RECORDS PROVIDED START

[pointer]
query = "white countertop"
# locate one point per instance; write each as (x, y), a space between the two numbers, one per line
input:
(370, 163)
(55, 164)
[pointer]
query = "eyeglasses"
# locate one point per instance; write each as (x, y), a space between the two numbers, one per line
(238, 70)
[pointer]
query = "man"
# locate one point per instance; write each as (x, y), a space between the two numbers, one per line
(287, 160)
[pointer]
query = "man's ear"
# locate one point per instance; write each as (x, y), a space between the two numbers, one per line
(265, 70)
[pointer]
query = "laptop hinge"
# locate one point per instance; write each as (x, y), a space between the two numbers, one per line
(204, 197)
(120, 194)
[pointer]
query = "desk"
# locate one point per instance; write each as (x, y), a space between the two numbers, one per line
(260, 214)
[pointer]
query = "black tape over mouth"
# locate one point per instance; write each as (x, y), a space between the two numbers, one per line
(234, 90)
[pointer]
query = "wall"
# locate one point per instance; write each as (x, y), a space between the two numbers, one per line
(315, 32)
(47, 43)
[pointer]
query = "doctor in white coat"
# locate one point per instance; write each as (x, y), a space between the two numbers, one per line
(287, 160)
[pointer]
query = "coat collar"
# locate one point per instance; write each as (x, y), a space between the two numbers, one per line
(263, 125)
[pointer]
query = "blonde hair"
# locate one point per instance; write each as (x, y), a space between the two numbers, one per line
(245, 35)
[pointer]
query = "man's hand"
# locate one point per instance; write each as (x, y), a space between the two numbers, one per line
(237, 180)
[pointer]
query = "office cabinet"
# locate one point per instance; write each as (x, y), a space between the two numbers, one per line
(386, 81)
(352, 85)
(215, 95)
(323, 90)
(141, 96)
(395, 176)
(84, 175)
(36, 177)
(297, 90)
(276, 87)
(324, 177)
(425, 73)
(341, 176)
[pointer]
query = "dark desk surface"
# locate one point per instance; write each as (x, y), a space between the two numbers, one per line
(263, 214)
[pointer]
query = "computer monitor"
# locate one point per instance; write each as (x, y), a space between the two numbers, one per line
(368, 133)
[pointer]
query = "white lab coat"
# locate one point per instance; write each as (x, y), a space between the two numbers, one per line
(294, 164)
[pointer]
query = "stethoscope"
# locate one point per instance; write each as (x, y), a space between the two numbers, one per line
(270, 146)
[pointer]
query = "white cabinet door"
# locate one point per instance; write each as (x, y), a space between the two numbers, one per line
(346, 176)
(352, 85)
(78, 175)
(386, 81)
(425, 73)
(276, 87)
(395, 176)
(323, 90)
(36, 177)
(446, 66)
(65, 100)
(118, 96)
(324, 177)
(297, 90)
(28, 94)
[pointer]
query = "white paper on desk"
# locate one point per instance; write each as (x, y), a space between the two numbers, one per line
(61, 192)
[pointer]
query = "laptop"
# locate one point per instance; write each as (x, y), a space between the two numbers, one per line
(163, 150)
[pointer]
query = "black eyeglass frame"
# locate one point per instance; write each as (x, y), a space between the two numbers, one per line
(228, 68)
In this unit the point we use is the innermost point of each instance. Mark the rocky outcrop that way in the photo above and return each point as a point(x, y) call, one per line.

RECORDS PROVIDED END

• EXERCISE OBJECTIVE:
All of the data above must be repeated exactly.

• ANSWER SPACE:
[pointer]
query = "white countertop"
# locate one point per instance; write each as (x, y), a space between the two numbers, one per line
input:
(370, 163)
(55, 164)
[pointer]
query = "eyeglasses"
# locate one point per instance; write each as (x, y), a space between the two numbers, one per line
(238, 70)
[pointer]
query = "man"
# locate one point per instance; write each as (x, y), a space between the two numbers, one per line
(287, 160)
[pointer]
query = "man's ear"
# locate one point per instance; write each as (x, y), a space between the two numbers, one per line
(265, 70)
[pointer]
query = "laptop hinge"
# locate one point per instance; write each as (x, y), a space between the two numbers, one per line
(204, 197)
(120, 194)
[pointer]
query = "desk"
# locate one point per instance; write each as (x, y), a space between the two numbers, one per line
(260, 214)
[pointer]
query = "black tape over mouth"
# locate one point per instance; write each as (x, y), a space between the two numbers, one per line
(234, 90)
[pointer]
query = "wall"
# locate one point per instance; write each as (x, y), a space between the two numbers, one per line
(315, 32)
(47, 43)
[pointer]
query = "doctor in white coat"
# locate one point per instance; write each as (x, y), a space between the two numbers, one per line
(287, 160)
[pointer]
query = "coat collar"
# locate one point per instance; write each as (x, y), a space between the two numbers, one per line
(263, 125)
[pointer]
query = "blonde hair"
# locate one point per instance; write each as (x, y), a space between the two numbers, one per line
(245, 35)
[pointer]
query = "man's hand"
# locate one point per instance; write each as (x, y), a space between the two numbers, one per line
(237, 180)
[pointer]
query = "office cabinet"
# locate one point per instance; write each as (x, y), a space between the two numbers, one per line
(386, 81)
(352, 85)
(215, 95)
(323, 90)
(141, 96)
(395, 176)
(84, 175)
(36, 177)
(297, 90)
(276, 87)
(324, 177)
(425, 73)
(341, 176)
[pointer]
query = "dark desk surface"
# locate one point per instance; write each as (x, y), a space between the two numbers, one per line
(263, 214)
[pointer]
query = "computer monitor"
# locate one point per instance; write each as (x, y), a space between the two numbers, one per line
(368, 133)
[pointer]
query = "white lab coat"
# locate one point per instance; write each as (x, y), a space between the two numbers, one per line
(294, 164)
[pointer]
query = "stethoscope"
# locate one point per instance; write each as (x, y), a space between the two numbers, one per line
(270, 146)
[pointer]
query = "white cabinet door"
# locate one point per instance; write each as (x, y), a space between the two numbers, one per line
(346, 176)
(352, 85)
(78, 175)
(386, 81)
(425, 73)
(276, 87)
(395, 176)
(323, 90)
(36, 177)
(446, 66)
(65, 100)
(118, 96)
(324, 177)
(297, 90)
(28, 94)
[pointer]
query = "white paper on desk"
# locate one point per instance; write each as (x, y), a space between the two numbers, one per line
(61, 192)
[pointer]
query = "laptop"
# locate one point per instance; write each as (x, y), a space between the two numbers, one per line
(163, 150)
[pointer]
query = "black eyeglass frame"
# locate one point per instance; write each as (x, y), a space between the two numbers, one per line
(228, 68)
In this unit the point we use is the innermost point of each instance. Mark the rocky outcrop that way in the photo above and return each point as a point(x, y) call, one per line.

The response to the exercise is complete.